===== DOCUMENT EXCERPT

Bitcoin is now a declared currency in Texas. - nRike
http://techcrunch.com/2013/08/07/bitcoin-clampdown-continues-as-federal-judge-says-its-a-currency/

======
natrius
_" Bitcoin creator Satoshi Nakamoto probably didn’t think that even the U.S.
government would treat it as a currency and try to regulate it."_

Citation needed.

From the opinion: _" The question currently before the Court is whether the
BTCST investments in this case are securities as defined by Federal Securities
Laws."_

This case was about whether a dude who was _accepting deposits_ of Bitcoins
and _paying interest_ on them was in the securities business. Of course he
was.

------
GuiA
Does that mean that playing Satoshi dice if you're a US citizen under 21 is
illegal?

------
peteretep
This article is so confused, I don't even...

> The ruling represents yet another attempt to regulate Bitcoin transactions

Frickin' awesome. Finally they're going to get acceptance from the mainstream,
and my investments will be worth something...

> Bitcoin was born on the idea that nobody could regulate it.

Really? I always thought it was born on the idea of making its creator rich.
Either way, its value comes from the inability for players to unilaterally
(and meaningfully) increase the money supply.

==========

§ **ACTIVITY LIST**:
(a) Please name every user who posted a comment in the Bitcoin ruling thread.
(b) Write the next part of the Bitcoin ruling thread, starting after its final sentence.
The listing after this point has no connection to the Bitcoin ruling thread.

===== DATASET EXCERPT

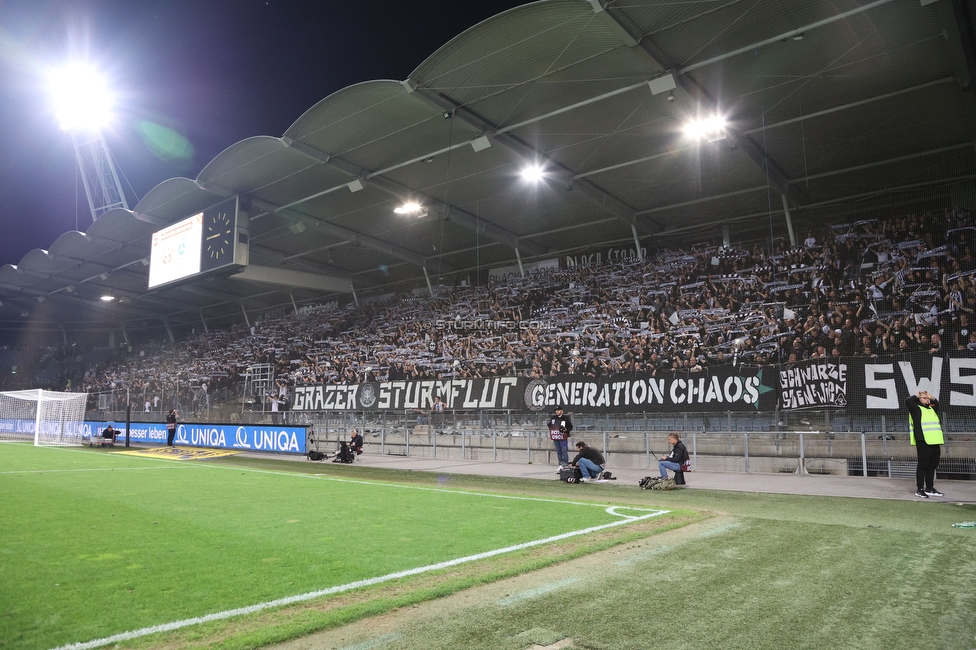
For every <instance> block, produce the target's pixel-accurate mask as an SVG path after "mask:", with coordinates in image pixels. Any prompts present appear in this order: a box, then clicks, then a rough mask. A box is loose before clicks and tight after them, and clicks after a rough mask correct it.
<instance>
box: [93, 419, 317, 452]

==========

§ **ANSWERS GIVEN**:
(a) natrius, GuiA, peteretep

(b)
> The only real value of a Bitcoin comes from its users

Kinda like every other currency, then?

------
M4v3R
Declaring Bitcoins as currency is one thing. The other thing is how do people
prove to the court that they don't own Bitcoins anymore because they've sent
them to BTCST (the famous pirateat40 hedge fund), and even if judge accepts a
blockchain transaction as actual evidence - that the receiving address
actually belonged to BTCST. That will be fun to watch.

------
thinkloop
The security of currencies come from their underlying demand. Gold is used as
a currency, first and foremost, because it has strong intrinsic value, and
second because it has physical properties that make it convenient to divide
and store. If gold had no independent demand it wouldn't be considered for a
currency.

The US dollar has even more demand. All Americans are required by law to
purchase it and own it for the purpose of paying their taxes. If they do not,
the most powerful police and military will lock them in prison. This is the
base upon which the rest of the system is built.

Bitcoin, to its good fortune, is also backed by independent demand: crime.
Because of crime, and its adeptness at enforcing agreements, BitCoin has a
strong tangible base upon which it can grow its ecosystem. The biggest threat
to BitCoin is not a sudden loss of interest by the masses, but a competing
currency that better serves crime and takes BitCoin's market share.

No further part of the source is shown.